■ Source text
· · · · ·
It's Christmas time- there's no need to be afraid.

I’ve just seen an ad for Littlewoods, or copses as they should be known. It’s your usual fare. Loads of cute kids on stage at a school and the proud parents beaming from the fold-up chairs below. It’s not a nativity of course, god forbid, it’s a singing tribute to how wonderful mums are. Nice? Well not really no, because the song- and there’s even a rap in there to keep it ‘street’, is all about how mum is wonderful for buying just about every consumer electrical gizmo you could imagine that doesn’t begin with an ‘i’.

There’s a laptop and an HTC Android phone. The first kid proudly holds up his X-Box Kinect unit like it’s the ‘fragrances that are also useful in scrabble’ shop’s entire stock of Myrrh.

It ends with a little girl, her ruby cheeks poking out from between the just-closed curtains, reminding us that the mark of a wonderful mum is the quality, measured in expenditure, of her gifts. And that we should, therefore, measure our own maternal love by that scale alone.
The add stops short of having Santa flying overhead trailing a banner from his sleigh that reads, “MONEY = LOVE, don’t forget kids!” But that mantra is sewn, inextricably, into the underpants of every precious, seasonal second.

I’m not against Christmas, contrary to the view of the parent of a child that approached me once and asked if I was Santa’s sister because his mum has said I was ‘Aunty Christmas.’ I love Christmas. I come over all Jimmy Stewart as soon as Summer’s over and I can’t hear the opening bars of ‘Silent Night’ without bursting into tears and wanting to join the Sally Army. I just hate this unnecessary and inexplicable extortion every year.

I don’t have kids, and I’m sure some of you are thinking, “If your wife’s as tight as you are, you never will!” But my sister does. My sister is a single mum with two sons. The eldest is 22 now so his festive focus has fully relocated from under the tree to under the table but his kid brother is 14. Old enough to want everything but too young to care what it costs.

When his mates are all tweeting photos of their new PS3 on their new ipads and running round to his house in their new trainers to make sure he got it because he hasn’t ‘RT’d’ yet, he’s going to hide his market versions- the ‘iPhone’ and the ‘Games Centre Play Console- with 7 game cartridges included!’ And look at my poor sister like she’s picking the last of Santa’s gonads from between her teeth just because she couldn’t get herself into deep enough debt to avoid the emotional scarring a shit present can have on a teenager.

He won’t really because he’s a good kid. He’ll do what I used to do and pretend it’s just as good as the thing you really wanted then find a way to hide it long enough to casually mention you played with it so much it broke, and suffering the inevitable comeback, “That doesn’t just apply to toys you know!”

I still remember desperately faking happiness when the ‘Evil Knievel action figure with interchangeable costumes and multi-trick stunt bike’ I’d asked for turned out to be a small plastic moulded ‘figure-on-bike’ with a big glued seam running down the middle that you revved up and watched career in a short curve into the nearest skirting board. Not to mention picking the stitching from the fourth stripe on my ‘same as Adidas’ trainers before I got to school only to be told by my jeering fellow students, as I knelt down for assembly, that they had different coloured soles- not from genuine Adidas trainers but from each other.
· · · · ·
■ Available data
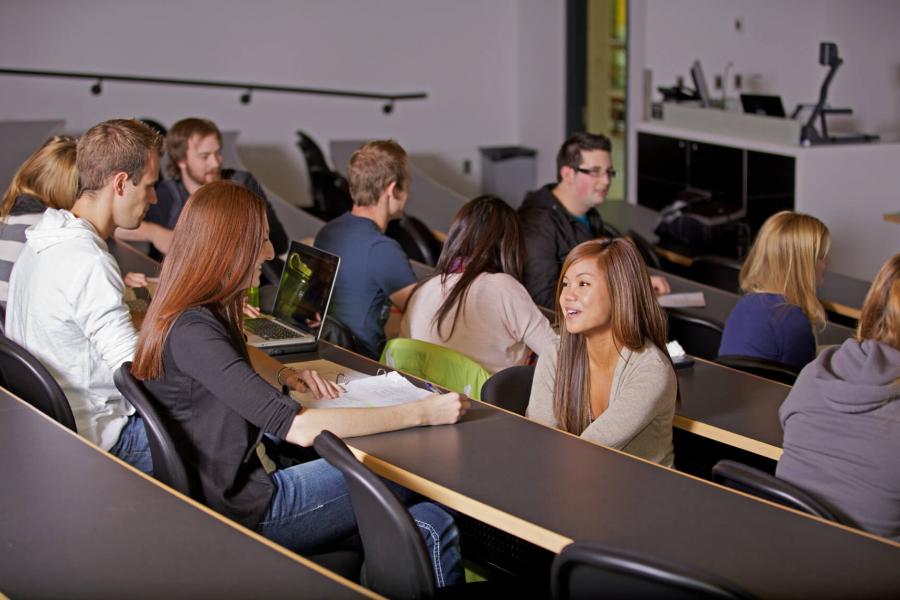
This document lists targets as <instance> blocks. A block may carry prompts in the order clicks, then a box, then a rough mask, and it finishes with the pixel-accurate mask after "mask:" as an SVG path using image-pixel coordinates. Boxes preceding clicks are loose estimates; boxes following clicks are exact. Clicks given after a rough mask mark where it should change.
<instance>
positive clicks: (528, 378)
· · · · ·
■ What this exercise asks
[a] In the post about Christmas advertising, how old is the younger of the sister's two sons?
[b] Render this sentence from the post about Christmas advertising in Spanish: "My sister is a single mum with two sons."

■ Task solutions
[a] He is 14.

[b] Mi hermana es madre soltera y tiene dos hijos.